Directions for this task: Transcribe all of the records below verbatim, leaving the pictures out of your copy.

Entries provided:
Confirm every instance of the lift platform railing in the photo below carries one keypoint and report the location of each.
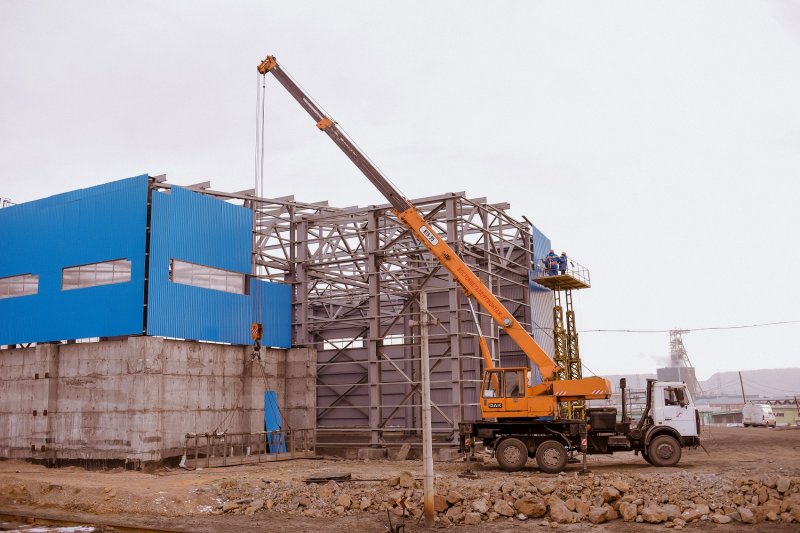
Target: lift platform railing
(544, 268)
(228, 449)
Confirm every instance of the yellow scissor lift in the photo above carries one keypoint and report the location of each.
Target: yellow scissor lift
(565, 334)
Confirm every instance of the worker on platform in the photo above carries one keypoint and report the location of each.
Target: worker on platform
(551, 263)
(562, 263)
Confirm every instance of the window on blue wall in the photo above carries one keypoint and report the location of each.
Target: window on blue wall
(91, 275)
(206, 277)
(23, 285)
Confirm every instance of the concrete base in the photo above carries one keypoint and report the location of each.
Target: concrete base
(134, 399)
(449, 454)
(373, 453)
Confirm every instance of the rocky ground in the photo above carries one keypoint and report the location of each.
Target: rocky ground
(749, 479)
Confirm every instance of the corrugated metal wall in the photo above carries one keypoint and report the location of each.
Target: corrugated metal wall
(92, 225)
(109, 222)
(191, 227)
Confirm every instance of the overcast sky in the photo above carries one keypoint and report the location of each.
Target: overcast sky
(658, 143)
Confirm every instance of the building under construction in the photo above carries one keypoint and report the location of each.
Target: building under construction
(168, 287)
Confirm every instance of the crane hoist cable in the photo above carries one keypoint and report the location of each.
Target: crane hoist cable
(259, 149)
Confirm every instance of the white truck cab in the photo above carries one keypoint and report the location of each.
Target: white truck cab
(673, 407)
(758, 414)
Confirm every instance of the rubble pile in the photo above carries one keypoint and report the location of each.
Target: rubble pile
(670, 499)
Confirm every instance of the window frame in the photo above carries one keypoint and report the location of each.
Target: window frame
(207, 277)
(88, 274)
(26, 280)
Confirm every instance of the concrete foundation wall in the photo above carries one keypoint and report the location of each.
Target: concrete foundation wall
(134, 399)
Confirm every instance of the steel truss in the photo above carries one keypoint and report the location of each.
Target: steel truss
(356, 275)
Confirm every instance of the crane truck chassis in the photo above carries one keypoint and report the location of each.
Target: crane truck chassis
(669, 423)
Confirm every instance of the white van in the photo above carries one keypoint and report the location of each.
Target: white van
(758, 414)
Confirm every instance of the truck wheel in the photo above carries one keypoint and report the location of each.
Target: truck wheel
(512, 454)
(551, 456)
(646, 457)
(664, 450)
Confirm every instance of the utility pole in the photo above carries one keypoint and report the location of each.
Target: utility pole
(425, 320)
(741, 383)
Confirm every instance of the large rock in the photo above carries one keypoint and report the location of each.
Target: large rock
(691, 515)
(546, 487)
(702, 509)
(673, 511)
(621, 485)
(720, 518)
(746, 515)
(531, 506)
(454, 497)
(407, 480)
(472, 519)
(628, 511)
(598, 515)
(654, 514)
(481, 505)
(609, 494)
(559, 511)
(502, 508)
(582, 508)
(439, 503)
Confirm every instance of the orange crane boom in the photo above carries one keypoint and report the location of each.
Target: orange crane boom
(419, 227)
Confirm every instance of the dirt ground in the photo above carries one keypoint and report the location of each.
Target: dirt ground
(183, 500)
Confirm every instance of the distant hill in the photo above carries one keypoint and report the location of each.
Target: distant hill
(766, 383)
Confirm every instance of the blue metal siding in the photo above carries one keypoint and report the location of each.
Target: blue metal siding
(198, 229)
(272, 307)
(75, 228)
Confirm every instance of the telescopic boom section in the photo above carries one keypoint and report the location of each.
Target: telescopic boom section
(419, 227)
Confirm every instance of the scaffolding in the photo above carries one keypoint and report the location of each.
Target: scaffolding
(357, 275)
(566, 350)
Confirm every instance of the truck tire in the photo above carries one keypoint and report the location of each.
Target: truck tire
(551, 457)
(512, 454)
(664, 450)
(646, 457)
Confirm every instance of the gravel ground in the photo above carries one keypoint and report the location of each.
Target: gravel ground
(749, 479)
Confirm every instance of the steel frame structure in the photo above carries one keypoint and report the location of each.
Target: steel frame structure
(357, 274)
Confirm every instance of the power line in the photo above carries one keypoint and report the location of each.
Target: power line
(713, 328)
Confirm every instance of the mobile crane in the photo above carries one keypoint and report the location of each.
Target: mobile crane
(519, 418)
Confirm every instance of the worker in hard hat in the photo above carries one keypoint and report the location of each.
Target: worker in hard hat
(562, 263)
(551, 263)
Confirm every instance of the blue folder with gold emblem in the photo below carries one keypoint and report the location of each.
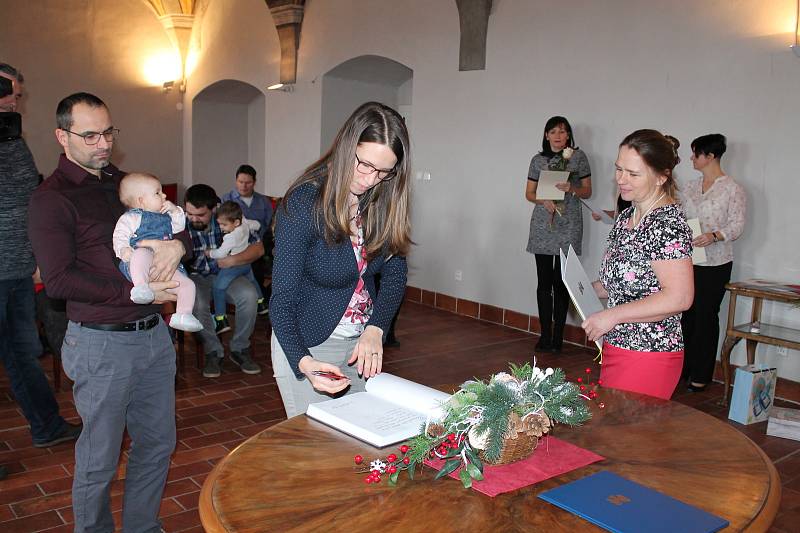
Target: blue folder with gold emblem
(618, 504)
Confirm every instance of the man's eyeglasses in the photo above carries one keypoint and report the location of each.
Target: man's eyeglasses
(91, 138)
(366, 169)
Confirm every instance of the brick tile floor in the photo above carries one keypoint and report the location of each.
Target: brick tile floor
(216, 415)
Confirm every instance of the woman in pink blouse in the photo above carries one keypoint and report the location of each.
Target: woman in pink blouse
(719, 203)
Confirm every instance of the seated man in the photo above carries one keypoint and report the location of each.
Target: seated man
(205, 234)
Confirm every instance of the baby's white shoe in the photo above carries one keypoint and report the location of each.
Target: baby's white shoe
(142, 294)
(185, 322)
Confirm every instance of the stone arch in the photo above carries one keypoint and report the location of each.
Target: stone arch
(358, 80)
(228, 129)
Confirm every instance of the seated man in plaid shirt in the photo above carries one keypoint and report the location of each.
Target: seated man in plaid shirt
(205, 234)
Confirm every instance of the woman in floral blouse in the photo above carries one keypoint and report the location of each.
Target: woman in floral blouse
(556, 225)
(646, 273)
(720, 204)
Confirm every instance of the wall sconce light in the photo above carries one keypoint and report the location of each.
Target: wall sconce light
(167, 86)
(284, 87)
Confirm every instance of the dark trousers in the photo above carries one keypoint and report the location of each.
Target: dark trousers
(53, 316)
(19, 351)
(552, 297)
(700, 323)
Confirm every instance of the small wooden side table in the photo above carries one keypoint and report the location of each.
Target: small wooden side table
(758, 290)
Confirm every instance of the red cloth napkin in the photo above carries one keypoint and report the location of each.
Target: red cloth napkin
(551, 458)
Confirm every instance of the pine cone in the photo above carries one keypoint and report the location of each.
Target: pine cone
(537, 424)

Right answer:
Confirm every instance of the lift platform railing in the photo below carries one keypoint and report the location of each.
Target: lift platform railing
(544, 268)
(228, 449)
Confirm every instance of the yellow scissor lift in the photo above carries one keypoint and report the location of each.
Target: yellow scissor lift
(565, 334)
Confirm every instance of the worker on platform in the photo above carries one keypoint and report the location of each.
Target: worker on platform
(551, 263)
(562, 263)
Confirm every instance of the window on blue wall in the photo above carries one keypoint and report the location of each.
Target: window on blue wall
(91, 275)
(206, 277)
(23, 285)
Confirm every instance of the concrete base in the photo above carries one keypoint and report the location of each.
Target: concrete base
(134, 399)
(449, 454)
(373, 453)
Confirm every instance of the rocky ground in the photo above carries one keypoint and report the location of each.
Target: rocky ground
(749, 479)
Confirm every instance of the corrugated metal wall in the photo above carries one keypoint and report the location of each.
Target: corrugated metal wall
(92, 225)
(109, 222)
(191, 227)
Confirm every instance of the overcast sky in the photo above carries one keypoint and report the location of each.
Target: overcast sky
(658, 143)
Confirm every instance of the building under construction in the photo above carries one keypoint and report the location of each.
Target: building under construction
(168, 287)
Confirm every instance of the crane hoist cable in the photo above carries one keypoint and report the location of each.
Target: crane hoist cable
(259, 149)
Confirm every instance of the white truck cab in the photo above carries one keypoint and report the location of each.
Target: white truck cab
(673, 407)
(758, 414)
Confirm every instance of the rubble pile in the photo above carries one keypoint and report the location of each.
Target: rubble pile
(670, 499)
Confirm every instance of the window frame in the photo above carries one keypoint and report the location of each.
Target: window frame
(207, 277)
(88, 274)
(26, 280)
Confirm every instance of the concrete foundation wall in the photo above carries one keypoint and report the location of each.
Target: concrete foundation wall
(134, 399)
Confirm every instance of the steel truss in the photo above carries one keypoint and report the location of each.
Target: steel truss
(356, 275)
Confirm every instance of the crane truck chassis in the photo above carries one keypoint and report the location of each.
Target: crane truck chassis
(669, 423)
Confirm every instance of the white van in the photo above carries one keypoint and report the location of each.
Target: white van
(758, 414)
Confirm every instance of the truck wheel in the photo above carries one keypoint and report the location of each.
Target: truck wheel
(512, 454)
(551, 456)
(646, 457)
(664, 450)
Confirm every instance of the utility pole in the photo above carries one keypoint and report the location of each.
Target: utility pole
(425, 320)
(741, 383)
Confirm every instance of the large rock in the photo above carries one keypoint and report the location of each.
Target: large rock
(691, 515)
(546, 487)
(702, 509)
(673, 511)
(621, 485)
(720, 518)
(746, 515)
(531, 506)
(454, 497)
(407, 480)
(472, 519)
(628, 511)
(598, 515)
(654, 514)
(481, 505)
(609, 494)
(559, 511)
(502, 508)
(582, 508)
(439, 503)
Confirm every instance of the orange crane boom in the photo above carries one keypoint and report the location of each.
Target: orange crane boom
(419, 227)
Confirm every instance of the dirt ground in the photo above carries one keypoint and report the location of each.
Target: dirt ground
(183, 500)
Confirm every instance of the distant hill in the photo above carries one keypoint and report the location of each.
Target: distant hill
(766, 383)
Confirm every instance of the blue metal siding in the photo above carries one keypoint and report the location of each.
Target: blue metal siding
(198, 229)
(272, 307)
(75, 228)
Confirm every instance of the telescopic boom section in the photo above carries one keypoint and report the location of each.
Target: telescopic boom section
(419, 227)
Confirm every instance of the scaffolding in the photo above carries one keypoint and report the location of each.
Target: scaffolding
(357, 275)
(566, 350)
Confirm every instance of the truck tire in the photo above carries one keypoint and report the location of each.
Target: truck tire
(551, 457)
(512, 454)
(664, 450)
(646, 457)
Confirm every instance of the gravel ground in the photo above carries one keypoint and report the location of each.
Target: gravel ground
(749, 479)
Confirm every instance of the steel frame structure in the photo above carries one keypoint and report the location of each.
Target: steel frame structure
(357, 274)
Confirm every instance of the power line in the photo above carries one keypoint and report the location of each.
Target: power line
(713, 328)
Confirm every instance of the mobile crane in the photo above carries one keypoint and report the location of each.
Target: mobile crane
(519, 418)
Confirm every instance of the worker in hard hat in the photo above carries one keypoint and report the location of each.
Target: worker in hard hat
(562, 263)
(551, 263)
Confirm every instance of the blue folder with gold emblem in the photo below carries one keypoint and report the location of each.
Target: blue folder with gold emblem
(618, 504)
Confirm every instance of the man's eyeglasses in the photo above carries one keypoint and report the location of each.
Target: man's eyeglasses
(91, 138)
(366, 169)
Confirm every instance of the brick tile floor in the photo above carries one keypoint and report the location of each.
Target: brick tile floor
(216, 415)
Confirm every instance of the woman in pink blouse in the photo above carries one keypoint and report the location of each.
Target: woman in pink blouse
(719, 203)
Confirm every instance of the seated man in the photo above carries one keypoint and report the location of each.
Target: seated man
(205, 234)
Confirm every instance of the baby's white shoe in the photo above carries one keypoint and report the location of each.
Target: baby's white shoe
(142, 294)
(185, 322)
Confirm every instance of the stone arch in the photo above carries one keypoint and report the location of each.
Target: stone arch
(358, 80)
(228, 129)
Confirm every instance of the seated man in plaid shirt in the photo above carries one keypoint and report the location of each.
Target: seated man in plaid shirt
(205, 234)
Confirm every instance of the woman in floral blouse in the photo above carries one keypoint and report the location of each.
Target: woman in floral blouse
(556, 225)
(646, 273)
(720, 204)
Confirm every instance of the wall sconce light in the photo above carries one keypoint and report the location of each.
Target: wall sconce light
(167, 86)
(284, 87)
Confirm every instance of the dark trousers in the photo above carries one keypoint and report the location of each.
Target: dark trousers
(53, 316)
(19, 351)
(552, 297)
(700, 323)
Confirm every instance of the small wooden side table in the photo above carries one keypoint and report the location of each.
Target: small wooden side table
(758, 290)
Confirm every instance of the red cloth napkin in the photo above carries one keypoint and report the location of each.
Target: red cloth napkin
(551, 458)
Confirm every instance of the pine cone in the photo above carries one keypoint and report the location of each.
Target: pine cone
(537, 424)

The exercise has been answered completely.